→ **MIT DEN ANGABEN**
1. Bearbeite den Text über die Bahn in Oberkochen: Gib ihn von „Interessant ist, das“ bis „frühzeitig Schnellzug-Station wurde.“ wieder und setze dabei „Eilzug-Station“ an die Stelle von „Schnellzug-Station“.
2. Beantworte anhand des Textes über die Bahn in Oberkochen diese Fragen:
(a) Wie viele Personenzüge kamen 1957 aus Richtung Aalen in Oberkochen an?
(b) In welchem Bereich regelte Polizist Nickel den Verkehr?
(c) Um wie viel Uhr fährt heute der erste Zug Richtung Heidenheim/Ulm in Oberkochen ab?
3. Fasse den Text über die Bahn in Oberkochen in drei Sätzen zusammen.

→ **TEXT ZUR ANALYSE**
'''
Interessant ist, das geht aus einem alten Fahrplan von 1957 hervor, daß Oberkochen eine Folge des nach dem Krieg rasant angestiegenen Berufsverkehrs, schon frühzeitig Schnellzug-Station wurde.
Aus demselben Fahrplan geht hervor, daß im Jahr 1957 aus Richtung Aalen kommend, 32 Personenzüge, davon 7 Eilzüge, in Oberkochen ankamen; aus Richtung Heidenheim waren es 29, d.h. daß Oberkochen vor 40 Jahren pro Tag von 61 Personenzügen angefahren wurde. (6 Eilzüge hielten nicht). Der Güterverkehr bleibt in dieser Aufstellung unberücksichtigt.

Als ich im Jahr 1962 nach Oberkochen kam, wälzten sich unüberschaubare Menschenmengen, vom Bahnhof kommend, durch Oberkochen zu ihren Arbeitsplätzen. Polizist Nickel stand wie eine halbautomatische riesige bewegliche Wachsäule in dem Bereich, wo die Bahnhofstraße in die Hauptstraße mündet, und die Dreißentalstraße abzweigt, und regelte, in den Massen stehend, den Verkehr, der aus ziemlich wenigen Autos und hauptsächlich aus Fußgängern bestand. »Man« fuhr damals noch mit dem »Zug«. Und die Oberkochener marschierten zu Fuß ins »Geschäft«.
Wenn man den Fahrplan 1997 flüchtig anschaut, zählt man heute ca. 27 Züge pro Richtung. Allerdings ist das Angebot bei genauer Betrachtung so differenziert, daß relativ wenige Züge übrigbleiben, die regelmäßig verkehren wie vor 40 Jahren. Auch die »Zeiten« haben sich im wahrsten Sinne des Wortes geändert: Konnte man vor 40 Jahren morgens bereits um 4.33 Uhr Richtung Heidenheim/Ulm, und um 4.34 Uhr Richtung Aalen/Stuttgart fahren, so fährt heute der 1. Zug Richtung Heidenheim/Ulm um 5.24 Uhr in Oberkochen ab, und Richtung Aalen/Stuttgart um 5.49 Uhr.
Die letzten Züge kamen 1954 wesentlich später an (23.54 Uhr und 23.55 Uhr — heute 21.20 Uhr und 22.43 Uhr — Busverkehr ist nicht berücksichtigt). Auch hier ist der Güterverkehr, der im Verhältnis spürbar nachgelassen hat, unberücksichtigt. Die Straße ist zur großen Konkurrenz der Bahn geworden. Hierzu soll sich jedermann seine eigenen Gedanken machen.
'''
→ **ANGEZEIGTE DATEN**
'''
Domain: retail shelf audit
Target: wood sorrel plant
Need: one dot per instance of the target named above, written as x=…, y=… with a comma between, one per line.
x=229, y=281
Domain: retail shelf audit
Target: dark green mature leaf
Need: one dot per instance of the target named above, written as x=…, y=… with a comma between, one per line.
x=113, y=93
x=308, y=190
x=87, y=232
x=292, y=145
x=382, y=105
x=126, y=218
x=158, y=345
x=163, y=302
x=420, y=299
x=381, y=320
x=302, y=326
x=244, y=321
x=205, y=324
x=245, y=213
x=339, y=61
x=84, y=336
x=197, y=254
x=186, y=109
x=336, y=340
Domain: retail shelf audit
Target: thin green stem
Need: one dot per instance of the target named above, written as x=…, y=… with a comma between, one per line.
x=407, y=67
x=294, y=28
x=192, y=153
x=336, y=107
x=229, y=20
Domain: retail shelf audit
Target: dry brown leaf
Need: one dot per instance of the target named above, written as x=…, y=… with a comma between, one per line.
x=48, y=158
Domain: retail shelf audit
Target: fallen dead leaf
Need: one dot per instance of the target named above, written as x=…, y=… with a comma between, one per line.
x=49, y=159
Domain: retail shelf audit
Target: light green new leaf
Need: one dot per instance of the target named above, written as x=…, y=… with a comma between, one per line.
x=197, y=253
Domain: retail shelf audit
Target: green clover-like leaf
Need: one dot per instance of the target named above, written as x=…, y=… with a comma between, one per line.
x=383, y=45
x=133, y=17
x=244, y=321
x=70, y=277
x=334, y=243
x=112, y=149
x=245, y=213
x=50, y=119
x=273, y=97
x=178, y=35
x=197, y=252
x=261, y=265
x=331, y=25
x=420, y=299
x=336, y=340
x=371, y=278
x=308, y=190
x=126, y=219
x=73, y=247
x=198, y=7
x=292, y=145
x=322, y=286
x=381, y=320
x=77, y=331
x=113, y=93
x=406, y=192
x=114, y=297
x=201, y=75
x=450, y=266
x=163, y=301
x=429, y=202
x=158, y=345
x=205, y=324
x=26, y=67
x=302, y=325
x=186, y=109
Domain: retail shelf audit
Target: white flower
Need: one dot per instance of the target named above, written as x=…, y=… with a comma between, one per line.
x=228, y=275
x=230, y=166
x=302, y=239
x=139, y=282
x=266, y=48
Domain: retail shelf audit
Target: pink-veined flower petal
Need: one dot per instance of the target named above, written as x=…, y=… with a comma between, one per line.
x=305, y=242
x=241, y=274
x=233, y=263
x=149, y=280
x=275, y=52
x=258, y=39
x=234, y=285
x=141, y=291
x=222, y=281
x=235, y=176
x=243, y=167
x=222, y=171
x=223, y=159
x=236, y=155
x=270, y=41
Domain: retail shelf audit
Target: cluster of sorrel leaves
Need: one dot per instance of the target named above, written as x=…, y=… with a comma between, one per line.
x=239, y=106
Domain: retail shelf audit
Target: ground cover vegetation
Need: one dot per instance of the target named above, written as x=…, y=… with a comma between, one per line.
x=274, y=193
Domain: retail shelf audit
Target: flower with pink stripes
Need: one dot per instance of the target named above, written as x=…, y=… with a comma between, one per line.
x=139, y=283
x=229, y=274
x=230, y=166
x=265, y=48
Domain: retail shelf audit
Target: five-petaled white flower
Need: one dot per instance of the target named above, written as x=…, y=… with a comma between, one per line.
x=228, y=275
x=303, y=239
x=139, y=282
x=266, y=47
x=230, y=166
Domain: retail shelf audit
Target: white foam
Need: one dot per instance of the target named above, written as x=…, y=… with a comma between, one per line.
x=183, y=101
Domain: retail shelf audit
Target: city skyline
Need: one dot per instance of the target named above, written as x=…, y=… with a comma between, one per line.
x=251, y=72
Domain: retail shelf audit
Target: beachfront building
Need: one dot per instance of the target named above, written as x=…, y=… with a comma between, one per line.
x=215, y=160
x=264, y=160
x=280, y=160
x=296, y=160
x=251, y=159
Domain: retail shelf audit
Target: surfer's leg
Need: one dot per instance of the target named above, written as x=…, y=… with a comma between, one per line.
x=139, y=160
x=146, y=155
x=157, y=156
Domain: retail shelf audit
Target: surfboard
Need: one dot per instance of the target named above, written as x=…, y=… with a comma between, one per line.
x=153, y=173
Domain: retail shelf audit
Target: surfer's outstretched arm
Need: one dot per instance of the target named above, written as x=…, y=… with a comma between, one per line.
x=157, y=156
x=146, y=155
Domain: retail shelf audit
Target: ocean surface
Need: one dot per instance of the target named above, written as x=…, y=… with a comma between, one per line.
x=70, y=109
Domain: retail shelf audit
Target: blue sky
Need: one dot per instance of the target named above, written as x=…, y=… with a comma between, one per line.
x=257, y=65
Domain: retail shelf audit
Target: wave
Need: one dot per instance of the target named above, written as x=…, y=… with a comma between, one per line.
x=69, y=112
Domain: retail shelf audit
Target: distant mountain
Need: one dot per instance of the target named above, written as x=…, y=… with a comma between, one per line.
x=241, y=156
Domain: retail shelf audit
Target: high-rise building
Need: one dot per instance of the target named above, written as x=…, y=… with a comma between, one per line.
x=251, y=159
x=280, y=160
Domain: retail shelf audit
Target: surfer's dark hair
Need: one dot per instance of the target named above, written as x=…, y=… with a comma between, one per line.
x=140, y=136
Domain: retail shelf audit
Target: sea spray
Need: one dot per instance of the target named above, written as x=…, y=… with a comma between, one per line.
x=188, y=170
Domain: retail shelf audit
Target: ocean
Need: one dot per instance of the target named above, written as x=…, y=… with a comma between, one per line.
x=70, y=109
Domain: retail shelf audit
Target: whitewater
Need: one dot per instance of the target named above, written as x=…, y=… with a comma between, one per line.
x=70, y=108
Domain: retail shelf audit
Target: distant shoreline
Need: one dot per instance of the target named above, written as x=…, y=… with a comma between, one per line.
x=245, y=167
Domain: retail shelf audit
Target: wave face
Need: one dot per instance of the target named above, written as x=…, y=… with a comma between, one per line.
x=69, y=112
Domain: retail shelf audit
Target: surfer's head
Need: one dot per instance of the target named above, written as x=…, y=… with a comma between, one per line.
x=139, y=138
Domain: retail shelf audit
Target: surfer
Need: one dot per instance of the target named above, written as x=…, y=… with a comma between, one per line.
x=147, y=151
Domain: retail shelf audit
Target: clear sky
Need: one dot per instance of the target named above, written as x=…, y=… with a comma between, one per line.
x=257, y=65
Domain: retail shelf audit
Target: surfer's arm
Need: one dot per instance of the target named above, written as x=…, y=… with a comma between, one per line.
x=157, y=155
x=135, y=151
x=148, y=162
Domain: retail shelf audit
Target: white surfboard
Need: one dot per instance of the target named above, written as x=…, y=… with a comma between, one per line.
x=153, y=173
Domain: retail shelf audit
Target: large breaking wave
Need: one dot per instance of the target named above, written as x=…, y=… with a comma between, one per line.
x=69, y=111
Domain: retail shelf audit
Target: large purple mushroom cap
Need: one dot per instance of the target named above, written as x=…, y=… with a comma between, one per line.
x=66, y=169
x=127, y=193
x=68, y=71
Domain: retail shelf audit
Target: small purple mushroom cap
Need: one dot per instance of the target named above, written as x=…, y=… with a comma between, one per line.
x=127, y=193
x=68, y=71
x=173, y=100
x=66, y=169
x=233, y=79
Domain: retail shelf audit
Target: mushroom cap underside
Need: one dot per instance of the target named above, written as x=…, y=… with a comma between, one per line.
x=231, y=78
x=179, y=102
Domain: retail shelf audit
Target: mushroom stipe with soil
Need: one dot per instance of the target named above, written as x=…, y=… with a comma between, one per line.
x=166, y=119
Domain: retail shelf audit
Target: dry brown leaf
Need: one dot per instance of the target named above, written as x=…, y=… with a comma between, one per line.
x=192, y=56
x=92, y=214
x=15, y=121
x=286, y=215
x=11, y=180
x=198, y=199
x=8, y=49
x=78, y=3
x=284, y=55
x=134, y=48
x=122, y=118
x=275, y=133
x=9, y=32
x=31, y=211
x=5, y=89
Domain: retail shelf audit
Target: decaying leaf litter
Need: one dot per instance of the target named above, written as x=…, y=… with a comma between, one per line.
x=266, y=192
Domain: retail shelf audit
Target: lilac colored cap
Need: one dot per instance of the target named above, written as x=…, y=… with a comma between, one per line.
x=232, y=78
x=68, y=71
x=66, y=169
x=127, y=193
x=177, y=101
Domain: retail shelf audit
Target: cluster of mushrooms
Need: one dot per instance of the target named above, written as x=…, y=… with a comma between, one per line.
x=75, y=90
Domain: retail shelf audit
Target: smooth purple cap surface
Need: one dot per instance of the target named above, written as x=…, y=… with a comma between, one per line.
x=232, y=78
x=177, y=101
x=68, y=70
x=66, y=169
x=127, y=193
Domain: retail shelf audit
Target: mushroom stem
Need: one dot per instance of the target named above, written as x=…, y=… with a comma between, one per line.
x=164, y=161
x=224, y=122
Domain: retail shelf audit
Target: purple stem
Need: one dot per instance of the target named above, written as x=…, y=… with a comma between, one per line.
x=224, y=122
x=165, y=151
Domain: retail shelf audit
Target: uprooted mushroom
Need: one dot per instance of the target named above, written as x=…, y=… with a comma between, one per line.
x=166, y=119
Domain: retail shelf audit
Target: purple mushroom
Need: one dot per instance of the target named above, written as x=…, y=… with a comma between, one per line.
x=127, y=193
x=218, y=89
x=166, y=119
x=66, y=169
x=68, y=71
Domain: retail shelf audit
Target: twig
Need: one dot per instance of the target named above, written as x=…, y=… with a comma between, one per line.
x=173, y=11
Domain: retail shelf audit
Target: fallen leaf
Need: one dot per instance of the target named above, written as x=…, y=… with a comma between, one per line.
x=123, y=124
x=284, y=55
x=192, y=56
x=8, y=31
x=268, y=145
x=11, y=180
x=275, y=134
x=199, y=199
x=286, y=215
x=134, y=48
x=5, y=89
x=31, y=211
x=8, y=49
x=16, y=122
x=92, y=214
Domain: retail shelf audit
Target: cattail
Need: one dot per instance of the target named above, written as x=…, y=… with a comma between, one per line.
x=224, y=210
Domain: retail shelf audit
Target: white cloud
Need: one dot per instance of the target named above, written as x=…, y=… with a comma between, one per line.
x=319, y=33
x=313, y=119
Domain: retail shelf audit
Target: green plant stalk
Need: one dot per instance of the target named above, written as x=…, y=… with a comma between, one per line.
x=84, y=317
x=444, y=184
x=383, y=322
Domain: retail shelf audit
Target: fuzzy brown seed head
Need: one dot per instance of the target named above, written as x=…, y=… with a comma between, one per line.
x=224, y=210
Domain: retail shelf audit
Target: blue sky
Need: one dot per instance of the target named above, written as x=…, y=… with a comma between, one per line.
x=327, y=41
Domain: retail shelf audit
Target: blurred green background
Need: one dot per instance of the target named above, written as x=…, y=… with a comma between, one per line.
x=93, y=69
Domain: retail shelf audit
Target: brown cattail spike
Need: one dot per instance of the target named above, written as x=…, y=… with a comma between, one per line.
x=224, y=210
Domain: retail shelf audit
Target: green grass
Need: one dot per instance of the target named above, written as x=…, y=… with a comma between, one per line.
'''
→ **GELÖSTE AUFGABEN**
1.
Interessant ist, das geht aus einem alten Fahrplan von 1957 hervor, daß Oberkochen eine Folge des nach dem Krieg rasant angestiegenen Berufsverkehrs, schon frühzeitig Eilzug-Station wurde.

2.
(a) 32 Personenzüge, davon 7 Eilzüge.
(b) Er regelte ihn im Bereich, wo die Bahnhofstraße in die Hauptstraße mündet und die Dreißentalstraße abzweigt.
(c) Um 5.24 Uhr.

3. Laut einem Fahrplan von 1957 wurde Oberkochen infolge des nach dem Krieg rasant angestiegenen Berufsverkehrs früh Schnellzug-Station und wurde täglich von 61 Personenzügen angefahren. Im Jahr 1962 zogen große Menschenmengen vom Bahnhof zu ihren Arbeitsplätzen, und Polizist Nickel regelte den Verkehr, der hauptsächlich aus Fußgängern bestand. Der Fahrplan 1997 zeigt zwar ca. 27 Züge pro Richtung, doch verkehren relativ wenige davon regelmäßig, der erste Zug fährt später und der letzte früher, und die Straße ist zur großen Konkurrenz der Bahn geworden.